BRIEF =>
In the records below, begin at the line that has "Greenhouse-scouting task: tag the wooden paneled" and stop after the line that has "point(384, 243)". Rewrite only those lines, changing "wooden shelving unit" to "metal shelving unit" and leaving everything else unchanged.

GIVEN DATA =>
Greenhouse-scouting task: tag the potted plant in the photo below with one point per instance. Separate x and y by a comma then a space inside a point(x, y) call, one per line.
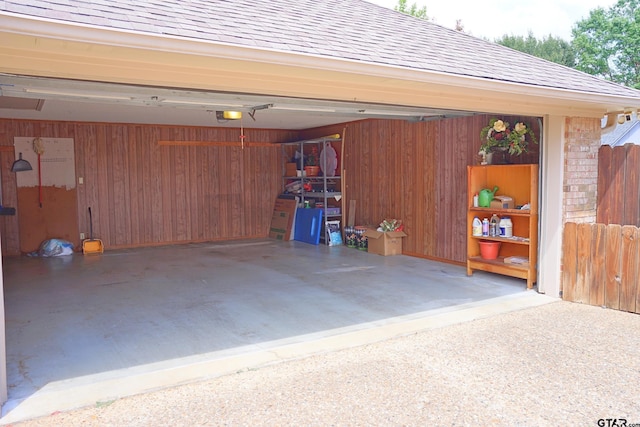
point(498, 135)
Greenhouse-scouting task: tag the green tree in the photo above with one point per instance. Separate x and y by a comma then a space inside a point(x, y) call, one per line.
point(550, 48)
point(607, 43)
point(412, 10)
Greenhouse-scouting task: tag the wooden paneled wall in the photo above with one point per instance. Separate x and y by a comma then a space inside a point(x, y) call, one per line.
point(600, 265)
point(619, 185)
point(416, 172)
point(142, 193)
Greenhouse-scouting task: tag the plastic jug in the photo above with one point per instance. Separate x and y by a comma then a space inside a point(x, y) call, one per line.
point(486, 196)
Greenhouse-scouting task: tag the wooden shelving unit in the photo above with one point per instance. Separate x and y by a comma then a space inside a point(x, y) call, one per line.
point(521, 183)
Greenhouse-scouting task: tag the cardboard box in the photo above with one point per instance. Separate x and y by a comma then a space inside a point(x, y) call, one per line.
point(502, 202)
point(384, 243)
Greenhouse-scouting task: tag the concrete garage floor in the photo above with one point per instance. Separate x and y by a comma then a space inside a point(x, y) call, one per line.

WRITTEN SOLUTION =>
Greenhouse-scouting task: tag the wooden paneled wall in the photo above with one point per instance. Separate x and y by a comma then a space inside a point(x, y) call, one per line.
point(600, 265)
point(619, 185)
point(416, 172)
point(142, 193)
Greenhouse-scouting task: tag the plastic jug in the photo above with one point per instance. Separate x and y by a comma then a space inside a point(x, y) call, one per line.
point(486, 196)
Greenhouse-scouting task: tag the metal shelving unit in the photo above with one point per instance. Separate x and y by a comma then a space inside a point(x, y) call, one per line.
point(521, 183)
Greenhouse-scouting task: tag the cardboard box in the photo above with one point per instance. Separate x and y by a comma then a space inside a point(x, y) call, one per line.
point(502, 202)
point(384, 243)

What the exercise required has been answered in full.